──────── Document passage

Wednesday, August 10, 2016


I've recently started using Microsoft SQL Server Analysis Services for reporting purposes at work, and while querying the cubes worked great, the visualization options were rather unsatisfactory, especially when it came to building web-based dashboards.

And while there are several vendors offering solutions in this area, I decided to give it a try myself and started creating a suite of Polymer elements.

Step 1 - Setting up MSSAS for HTTP access

The necessary process is well documented. Essentially you use a provided DLL to setup IIS to access your cubes, and can then send MDX queries via a simple URL.


Step 2 - XMLA to JSON

The language of choice for communication across several OLAP providers is XMLA. While it is entirely possible (provided you can work around CORS issues) to query cubes using XMLA directly from JavaScript, I instead implemented a small backend in PHP that would send queries and convert the response to JSON for easier processing on the frontend.
A typical XMLA request with a MDX query looks like this.
This request can be sent via CURL to the URL created in Step 1...
...and then converted to JSON, stripping away some of the SOAP tags.

Step 3 - Simplify the JSON

The JSON you will get is a rather ugly, deeply nested construct, so to be able to use it more easily, e.g. in dom-repeat, it's best to simplify the JSON. Ideally you would do this already in the backend but while I'm trying to find the best format for my purposes I created a scary-mdx-data helper element that takes the raw JSON and transforms it into a set of arrays for row headers, rows, col headers, cols and cells. You can have a look at the scary-mdx-data demo to get an idea of what the final data looks like.

────────────────

Which words from this blog post on SQL Server Analysis Services dashboards lie between "The necessary process" and "in Step 1...", inclusive? Copy them out verbatim.

──────── Records shown

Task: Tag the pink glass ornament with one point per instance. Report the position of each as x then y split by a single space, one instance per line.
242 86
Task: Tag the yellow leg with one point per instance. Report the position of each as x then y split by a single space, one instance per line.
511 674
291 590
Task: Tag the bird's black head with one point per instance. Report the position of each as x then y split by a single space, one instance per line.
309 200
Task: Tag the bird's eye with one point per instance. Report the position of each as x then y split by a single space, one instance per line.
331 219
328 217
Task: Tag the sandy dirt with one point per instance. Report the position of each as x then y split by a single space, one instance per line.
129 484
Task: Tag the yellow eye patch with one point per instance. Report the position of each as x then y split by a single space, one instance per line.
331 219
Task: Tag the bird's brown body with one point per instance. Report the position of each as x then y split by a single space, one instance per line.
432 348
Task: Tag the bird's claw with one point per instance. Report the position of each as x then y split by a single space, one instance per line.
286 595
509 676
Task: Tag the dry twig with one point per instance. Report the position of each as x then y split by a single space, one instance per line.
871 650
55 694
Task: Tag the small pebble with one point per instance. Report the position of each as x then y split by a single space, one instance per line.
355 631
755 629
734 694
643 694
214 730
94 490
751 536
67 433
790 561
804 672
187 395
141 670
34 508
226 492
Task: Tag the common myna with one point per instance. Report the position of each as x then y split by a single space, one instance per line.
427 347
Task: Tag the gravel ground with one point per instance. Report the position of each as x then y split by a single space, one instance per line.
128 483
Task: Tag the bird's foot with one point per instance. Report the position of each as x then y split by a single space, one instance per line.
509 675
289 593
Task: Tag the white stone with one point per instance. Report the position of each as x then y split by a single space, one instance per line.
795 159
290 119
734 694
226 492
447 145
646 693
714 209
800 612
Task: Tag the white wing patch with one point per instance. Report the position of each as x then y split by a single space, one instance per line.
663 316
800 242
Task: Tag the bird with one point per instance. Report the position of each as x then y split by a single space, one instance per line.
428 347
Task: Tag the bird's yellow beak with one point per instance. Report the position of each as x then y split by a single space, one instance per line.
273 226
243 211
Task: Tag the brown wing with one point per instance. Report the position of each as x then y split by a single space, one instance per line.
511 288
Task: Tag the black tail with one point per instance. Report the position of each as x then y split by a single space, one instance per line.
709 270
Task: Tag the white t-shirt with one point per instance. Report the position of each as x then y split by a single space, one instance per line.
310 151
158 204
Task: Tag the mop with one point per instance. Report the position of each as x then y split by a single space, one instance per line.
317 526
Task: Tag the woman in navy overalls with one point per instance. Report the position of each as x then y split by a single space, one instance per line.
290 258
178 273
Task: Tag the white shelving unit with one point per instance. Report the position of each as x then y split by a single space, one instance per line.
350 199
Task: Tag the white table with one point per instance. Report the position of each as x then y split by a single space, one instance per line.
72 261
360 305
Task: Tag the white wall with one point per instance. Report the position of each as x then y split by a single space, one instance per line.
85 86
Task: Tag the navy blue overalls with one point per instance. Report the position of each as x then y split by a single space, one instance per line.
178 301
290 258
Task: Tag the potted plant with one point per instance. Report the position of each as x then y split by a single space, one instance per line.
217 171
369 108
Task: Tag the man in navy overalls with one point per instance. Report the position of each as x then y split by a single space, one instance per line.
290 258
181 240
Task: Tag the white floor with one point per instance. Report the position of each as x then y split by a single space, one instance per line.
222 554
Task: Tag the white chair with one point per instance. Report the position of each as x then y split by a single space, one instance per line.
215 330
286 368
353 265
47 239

────────────────

> Output of the task
The necessary process is well documented. Essentially you use a provided DLL to setup IIS to access your cubes, and can then send MDX queries via a simple URL.


Step 2 - XMLA to JSON

The language of choice for communication across several OLAP providers is XMLA. While it is entirely possible (provided you can work around CORS issues) to query cubes using XMLA directly from JavaScript, I instead implemented a small backend in PHP that would send queries and convert the response to JSON for easier processing on the frontend.
A typical XMLA request with a MDX query looks like this.
This request can be sent via CURL to the URL created in Step 1...